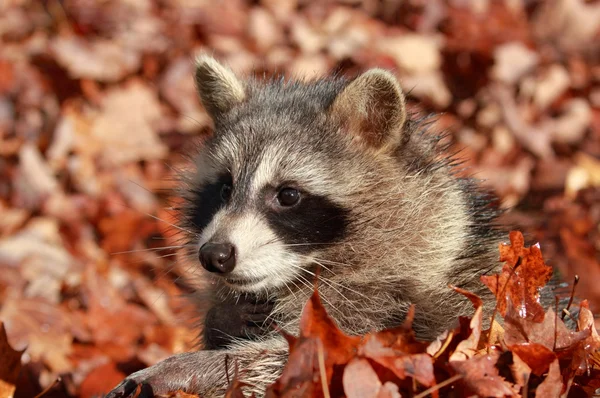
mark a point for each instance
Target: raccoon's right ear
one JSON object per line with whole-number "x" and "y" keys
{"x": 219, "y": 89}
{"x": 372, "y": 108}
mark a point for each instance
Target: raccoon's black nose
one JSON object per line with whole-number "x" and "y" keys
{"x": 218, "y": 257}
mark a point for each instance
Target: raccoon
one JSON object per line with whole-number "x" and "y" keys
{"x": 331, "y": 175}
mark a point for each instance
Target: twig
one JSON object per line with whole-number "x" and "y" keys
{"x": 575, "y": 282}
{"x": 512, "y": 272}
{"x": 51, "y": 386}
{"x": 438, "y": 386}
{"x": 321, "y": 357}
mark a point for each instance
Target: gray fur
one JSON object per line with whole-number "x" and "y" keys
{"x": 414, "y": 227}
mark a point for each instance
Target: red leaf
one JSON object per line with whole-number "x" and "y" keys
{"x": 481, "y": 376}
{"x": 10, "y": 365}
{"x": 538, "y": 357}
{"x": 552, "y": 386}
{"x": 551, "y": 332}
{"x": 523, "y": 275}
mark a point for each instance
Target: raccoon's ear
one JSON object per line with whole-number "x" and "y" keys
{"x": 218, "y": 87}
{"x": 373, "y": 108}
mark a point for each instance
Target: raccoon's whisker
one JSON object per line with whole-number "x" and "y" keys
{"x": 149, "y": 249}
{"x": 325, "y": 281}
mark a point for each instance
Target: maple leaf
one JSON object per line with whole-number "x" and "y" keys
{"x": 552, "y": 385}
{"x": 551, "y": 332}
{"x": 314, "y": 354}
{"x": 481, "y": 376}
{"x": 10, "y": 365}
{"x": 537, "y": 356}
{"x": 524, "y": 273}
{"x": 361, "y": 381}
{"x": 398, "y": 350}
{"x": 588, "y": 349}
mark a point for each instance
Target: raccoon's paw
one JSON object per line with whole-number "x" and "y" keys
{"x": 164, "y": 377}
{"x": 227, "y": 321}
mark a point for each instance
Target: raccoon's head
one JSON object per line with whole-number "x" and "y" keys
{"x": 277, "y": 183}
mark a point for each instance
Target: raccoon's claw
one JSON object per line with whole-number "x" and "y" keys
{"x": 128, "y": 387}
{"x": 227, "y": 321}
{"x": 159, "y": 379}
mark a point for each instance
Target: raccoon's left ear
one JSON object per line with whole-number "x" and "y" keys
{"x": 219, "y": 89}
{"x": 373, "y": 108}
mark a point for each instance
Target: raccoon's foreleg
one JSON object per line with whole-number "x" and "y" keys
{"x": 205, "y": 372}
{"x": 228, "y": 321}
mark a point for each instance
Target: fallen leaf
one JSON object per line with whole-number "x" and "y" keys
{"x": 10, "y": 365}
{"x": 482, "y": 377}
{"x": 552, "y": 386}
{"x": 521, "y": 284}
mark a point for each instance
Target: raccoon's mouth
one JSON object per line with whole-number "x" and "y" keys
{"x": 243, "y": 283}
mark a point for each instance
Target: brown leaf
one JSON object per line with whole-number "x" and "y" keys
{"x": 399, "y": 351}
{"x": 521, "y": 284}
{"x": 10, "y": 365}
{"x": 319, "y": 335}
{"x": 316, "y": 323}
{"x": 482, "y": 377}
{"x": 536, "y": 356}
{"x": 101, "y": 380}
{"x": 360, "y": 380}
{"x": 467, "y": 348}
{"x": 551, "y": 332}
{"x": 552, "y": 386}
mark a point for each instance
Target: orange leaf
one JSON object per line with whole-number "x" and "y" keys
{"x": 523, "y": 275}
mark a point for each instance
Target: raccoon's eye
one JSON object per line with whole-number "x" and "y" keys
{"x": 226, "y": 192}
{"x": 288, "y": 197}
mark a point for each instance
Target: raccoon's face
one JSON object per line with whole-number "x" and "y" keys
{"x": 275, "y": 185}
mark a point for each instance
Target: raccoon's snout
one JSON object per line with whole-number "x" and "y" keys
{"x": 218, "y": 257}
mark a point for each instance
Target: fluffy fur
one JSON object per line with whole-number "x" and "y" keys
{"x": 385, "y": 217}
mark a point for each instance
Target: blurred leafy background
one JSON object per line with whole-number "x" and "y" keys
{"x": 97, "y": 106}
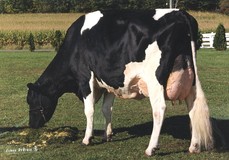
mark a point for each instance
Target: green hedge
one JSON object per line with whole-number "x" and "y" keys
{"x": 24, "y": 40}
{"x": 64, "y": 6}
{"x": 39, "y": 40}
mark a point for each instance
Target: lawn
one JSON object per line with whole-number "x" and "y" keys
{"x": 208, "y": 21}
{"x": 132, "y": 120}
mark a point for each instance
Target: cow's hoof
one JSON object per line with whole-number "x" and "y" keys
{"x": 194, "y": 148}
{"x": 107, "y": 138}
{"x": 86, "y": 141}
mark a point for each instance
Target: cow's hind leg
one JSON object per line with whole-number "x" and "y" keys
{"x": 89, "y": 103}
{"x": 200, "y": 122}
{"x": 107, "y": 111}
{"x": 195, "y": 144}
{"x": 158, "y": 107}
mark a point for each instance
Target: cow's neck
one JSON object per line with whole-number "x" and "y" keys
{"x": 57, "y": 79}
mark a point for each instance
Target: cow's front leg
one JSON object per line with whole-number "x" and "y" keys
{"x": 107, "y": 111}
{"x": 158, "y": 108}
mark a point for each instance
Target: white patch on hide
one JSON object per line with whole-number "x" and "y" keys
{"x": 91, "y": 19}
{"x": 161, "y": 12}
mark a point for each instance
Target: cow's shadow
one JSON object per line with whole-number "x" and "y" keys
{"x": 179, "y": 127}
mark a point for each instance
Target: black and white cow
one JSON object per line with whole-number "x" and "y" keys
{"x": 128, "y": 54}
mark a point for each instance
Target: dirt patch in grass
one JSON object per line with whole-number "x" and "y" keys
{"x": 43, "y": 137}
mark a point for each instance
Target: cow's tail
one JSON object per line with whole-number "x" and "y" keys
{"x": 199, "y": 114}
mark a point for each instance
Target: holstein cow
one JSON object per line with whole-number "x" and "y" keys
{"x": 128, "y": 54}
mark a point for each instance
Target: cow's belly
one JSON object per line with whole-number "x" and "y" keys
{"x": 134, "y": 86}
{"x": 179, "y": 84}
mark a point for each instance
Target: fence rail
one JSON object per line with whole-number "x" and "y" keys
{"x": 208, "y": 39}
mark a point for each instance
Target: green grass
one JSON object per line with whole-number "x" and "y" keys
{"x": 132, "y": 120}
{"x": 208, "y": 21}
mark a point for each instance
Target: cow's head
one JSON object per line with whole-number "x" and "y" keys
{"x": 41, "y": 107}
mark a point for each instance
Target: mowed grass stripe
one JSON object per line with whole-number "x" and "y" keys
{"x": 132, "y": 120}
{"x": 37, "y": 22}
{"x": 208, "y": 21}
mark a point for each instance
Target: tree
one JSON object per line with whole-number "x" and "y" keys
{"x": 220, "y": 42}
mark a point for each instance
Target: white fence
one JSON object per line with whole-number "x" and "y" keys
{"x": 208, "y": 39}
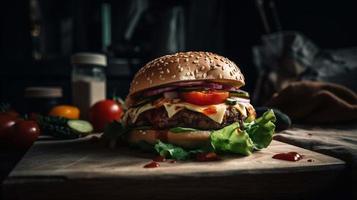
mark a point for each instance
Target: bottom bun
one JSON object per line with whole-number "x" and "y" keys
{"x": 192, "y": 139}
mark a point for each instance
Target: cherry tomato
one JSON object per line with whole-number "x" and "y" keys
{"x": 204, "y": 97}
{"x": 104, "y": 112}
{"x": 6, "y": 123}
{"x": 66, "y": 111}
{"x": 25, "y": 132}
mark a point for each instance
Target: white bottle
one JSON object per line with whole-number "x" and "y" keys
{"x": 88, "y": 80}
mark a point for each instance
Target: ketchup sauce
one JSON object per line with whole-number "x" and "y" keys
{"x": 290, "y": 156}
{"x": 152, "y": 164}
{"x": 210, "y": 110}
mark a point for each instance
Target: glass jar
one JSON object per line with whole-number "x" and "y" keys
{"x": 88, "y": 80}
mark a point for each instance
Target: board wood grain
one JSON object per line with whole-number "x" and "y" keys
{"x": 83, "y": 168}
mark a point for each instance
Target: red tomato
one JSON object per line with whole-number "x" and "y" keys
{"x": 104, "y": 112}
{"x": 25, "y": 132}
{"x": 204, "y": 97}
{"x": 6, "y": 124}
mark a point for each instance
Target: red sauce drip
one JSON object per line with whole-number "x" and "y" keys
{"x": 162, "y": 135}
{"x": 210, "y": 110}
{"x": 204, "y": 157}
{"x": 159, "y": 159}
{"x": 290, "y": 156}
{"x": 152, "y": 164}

——————————

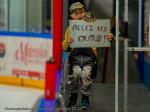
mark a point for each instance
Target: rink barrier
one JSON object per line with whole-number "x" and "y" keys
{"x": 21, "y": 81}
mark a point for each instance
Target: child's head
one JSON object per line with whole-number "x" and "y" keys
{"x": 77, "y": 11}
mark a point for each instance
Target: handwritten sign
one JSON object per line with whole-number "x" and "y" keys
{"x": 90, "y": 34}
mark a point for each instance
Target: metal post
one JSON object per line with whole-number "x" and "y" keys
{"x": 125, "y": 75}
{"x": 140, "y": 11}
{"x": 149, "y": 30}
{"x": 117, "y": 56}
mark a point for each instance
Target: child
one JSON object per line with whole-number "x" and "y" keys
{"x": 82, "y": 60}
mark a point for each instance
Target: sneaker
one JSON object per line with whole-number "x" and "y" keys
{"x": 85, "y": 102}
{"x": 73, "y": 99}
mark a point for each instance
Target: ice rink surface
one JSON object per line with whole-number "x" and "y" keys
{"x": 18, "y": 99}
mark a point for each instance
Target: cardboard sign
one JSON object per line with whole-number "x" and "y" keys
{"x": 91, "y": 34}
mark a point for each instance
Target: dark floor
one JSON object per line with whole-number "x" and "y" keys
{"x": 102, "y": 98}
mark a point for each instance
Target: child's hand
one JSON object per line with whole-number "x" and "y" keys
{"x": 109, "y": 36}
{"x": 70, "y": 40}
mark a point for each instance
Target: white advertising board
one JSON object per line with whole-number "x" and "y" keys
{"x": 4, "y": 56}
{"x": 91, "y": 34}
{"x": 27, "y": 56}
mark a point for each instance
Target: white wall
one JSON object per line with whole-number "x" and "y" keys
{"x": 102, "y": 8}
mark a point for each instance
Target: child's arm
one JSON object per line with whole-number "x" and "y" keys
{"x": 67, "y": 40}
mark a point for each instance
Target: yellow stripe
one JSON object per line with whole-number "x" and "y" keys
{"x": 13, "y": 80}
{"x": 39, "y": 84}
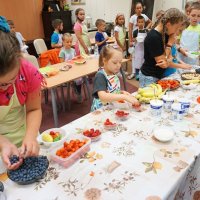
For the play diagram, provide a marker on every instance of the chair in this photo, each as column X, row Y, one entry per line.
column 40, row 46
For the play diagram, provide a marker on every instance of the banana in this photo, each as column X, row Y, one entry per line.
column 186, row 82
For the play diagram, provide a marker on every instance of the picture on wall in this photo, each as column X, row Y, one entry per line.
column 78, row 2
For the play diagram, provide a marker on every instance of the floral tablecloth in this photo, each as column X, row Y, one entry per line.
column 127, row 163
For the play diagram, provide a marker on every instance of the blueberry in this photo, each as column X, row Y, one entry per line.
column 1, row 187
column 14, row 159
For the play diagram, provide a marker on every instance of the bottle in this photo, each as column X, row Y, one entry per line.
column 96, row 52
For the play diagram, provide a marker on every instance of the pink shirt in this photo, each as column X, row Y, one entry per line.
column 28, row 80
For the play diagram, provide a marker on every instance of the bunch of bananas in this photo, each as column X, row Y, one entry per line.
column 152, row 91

——————————

• _Task prompt_
Take from the listing above each line that contains the string "rink".

• _Response area_
Target: rink barrier
Target: ice rink surface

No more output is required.